▶ Records provided:
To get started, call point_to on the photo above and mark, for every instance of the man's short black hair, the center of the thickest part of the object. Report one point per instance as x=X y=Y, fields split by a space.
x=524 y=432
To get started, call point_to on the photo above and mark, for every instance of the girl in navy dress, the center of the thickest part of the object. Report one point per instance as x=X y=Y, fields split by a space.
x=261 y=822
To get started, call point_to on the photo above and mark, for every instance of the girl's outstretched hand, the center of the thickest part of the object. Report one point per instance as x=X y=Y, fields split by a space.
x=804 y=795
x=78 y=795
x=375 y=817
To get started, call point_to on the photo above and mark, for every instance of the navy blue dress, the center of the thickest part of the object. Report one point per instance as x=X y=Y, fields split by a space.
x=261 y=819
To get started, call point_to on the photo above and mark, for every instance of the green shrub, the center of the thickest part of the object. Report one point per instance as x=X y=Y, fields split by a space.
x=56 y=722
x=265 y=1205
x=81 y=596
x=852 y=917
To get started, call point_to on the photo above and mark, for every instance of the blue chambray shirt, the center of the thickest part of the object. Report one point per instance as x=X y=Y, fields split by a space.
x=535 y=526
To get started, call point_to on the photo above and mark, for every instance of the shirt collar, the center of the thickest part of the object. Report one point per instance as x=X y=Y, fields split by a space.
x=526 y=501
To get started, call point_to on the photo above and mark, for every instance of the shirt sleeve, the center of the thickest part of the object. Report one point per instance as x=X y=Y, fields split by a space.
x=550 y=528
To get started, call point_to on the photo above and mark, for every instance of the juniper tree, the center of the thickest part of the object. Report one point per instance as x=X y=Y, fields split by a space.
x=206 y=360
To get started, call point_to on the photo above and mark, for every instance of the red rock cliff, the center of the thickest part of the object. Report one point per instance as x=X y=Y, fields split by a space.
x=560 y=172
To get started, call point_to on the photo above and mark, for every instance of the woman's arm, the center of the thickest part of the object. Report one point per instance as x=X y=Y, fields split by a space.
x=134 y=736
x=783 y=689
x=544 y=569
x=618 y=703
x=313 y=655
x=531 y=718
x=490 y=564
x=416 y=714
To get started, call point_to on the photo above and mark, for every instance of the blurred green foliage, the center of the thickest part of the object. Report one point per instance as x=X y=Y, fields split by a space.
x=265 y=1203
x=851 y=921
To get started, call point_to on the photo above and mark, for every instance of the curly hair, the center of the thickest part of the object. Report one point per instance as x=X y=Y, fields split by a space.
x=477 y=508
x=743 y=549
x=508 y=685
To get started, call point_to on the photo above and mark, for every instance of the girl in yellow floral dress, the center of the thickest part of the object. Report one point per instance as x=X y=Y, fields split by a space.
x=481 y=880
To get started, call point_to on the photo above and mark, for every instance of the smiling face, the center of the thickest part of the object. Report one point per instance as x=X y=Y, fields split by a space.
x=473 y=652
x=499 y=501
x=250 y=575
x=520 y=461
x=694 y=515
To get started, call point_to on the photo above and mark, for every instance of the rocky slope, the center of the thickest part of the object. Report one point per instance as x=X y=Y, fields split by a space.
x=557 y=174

▶ Required action:
Please reproduce all of the records exactly as they stand.

▶ Output of the exercise:
To get started, call point_to on the photo above and mark, for every instance of the man's short black hair, the center of the thickest part of the object. Report one point per instance as x=X y=Y, fields split by a space.
x=524 y=432
To get started, call point_to on the photo above and mark, for every instance of the girl in navy dress, the center of the thickest part of the object. Report one point per instance as x=X y=Y, fields split by a space.
x=261 y=822
To get started, call point_to on the photo above and mark, for every instance of the girl's outstretched hand, the center of the thickest part of the object. Report one point per instance as x=X y=Y, fields split by a space.
x=804 y=795
x=78 y=795
x=375 y=817
To get started, call point_to on the photo above and mark, for every instance of the navy blue dress, the center of the thickest part of the object. Report one point per instance as x=X y=Y, fields split by a space.
x=261 y=819
To get started, call point_to on the photo above and mark, for every instance of the green shrub, the center of the thickest part of the object. Report one point per instance as x=X y=Y, fields split by a space.
x=56 y=722
x=265 y=1205
x=81 y=596
x=852 y=917
To get started, call point_to on the photo above and mark, for every instance of the blue chambray shirt, the center of the thickest part of the object. Report one point per instance as x=X y=Y, fields split by a space.
x=535 y=526
To get started, call point_to on the photo above and mark, for every instance of the shirt collar, the center of the thickest part of the object. Report one point per instance as x=X y=Y, fields split by a space.
x=526 y=501
To get started, call point_to on the photo above and mark, for every instance of the shirt sleeve, the center of the thickest part of the object. Report one point per instance as x=X y=Y, fields split by a space.
x=550 y=528
To get started, call point_to on the photo above and mark, for every instance of the juniper tree, the center of the thickest part of the object. Report one point per instance as x=X y=Y, fields split by a space.
x=206 y=360
To get started, call point_to on the photo above and mark, for every instance of the red rock cliff, the center of the thickest part of the object. Report one point per instance as x=X y=Y, fields split by a space.
x=560 y=172
To get started, call point_to on the photo above and mark, for every instance of the woman's arm, the center of the thickest part of the object. Report one point per instance as x=X y=Y, fields split by a space.
x=134 y=736
x=783 y=689
x=544 y=569
x=618 y=703
x=313 y=655
x=531 y=718
x=490 y=564
x=416 y=714
To get started, call point_to on the photo above and mark, for every instance of the blurred green foliage, the center of the thickest part of the object. Report one point per instance as x=X y=Y, fields split by a space.
x=265 y=1203
x=851 y=921
To get started, call point_to on the photo above and mark, for every instance of the curly hair, the center of the thickest part of the object. Report one point per instance as x=X y=Y, fields split by a space.
x=477 y=508
x=743 y=549
x=508 y=685
To get started, call point_to on the photo above and mark, for every instance of the girl in yellow floral dress, the center of the thickest part of the object. Report one point per instance as x=X y=Y, fields split by a space.
x=481 y=880
To get started, call point_to on the photo above and mark, for every instance of the smiling face, the center of the thickest part of the object. Report one point per instance as x=X y=Y, fields split by a space.
x=473 y=652
x=499 y=501
x=250 y=575
x=520 y=461
x=694 y=515
To get started, call point_to on the photo above and mark, for every instance of the rocky slope, the center of the thickest part of the object. Report one point per instance as x=X y=Y, fields split by a space.
x=557 y=174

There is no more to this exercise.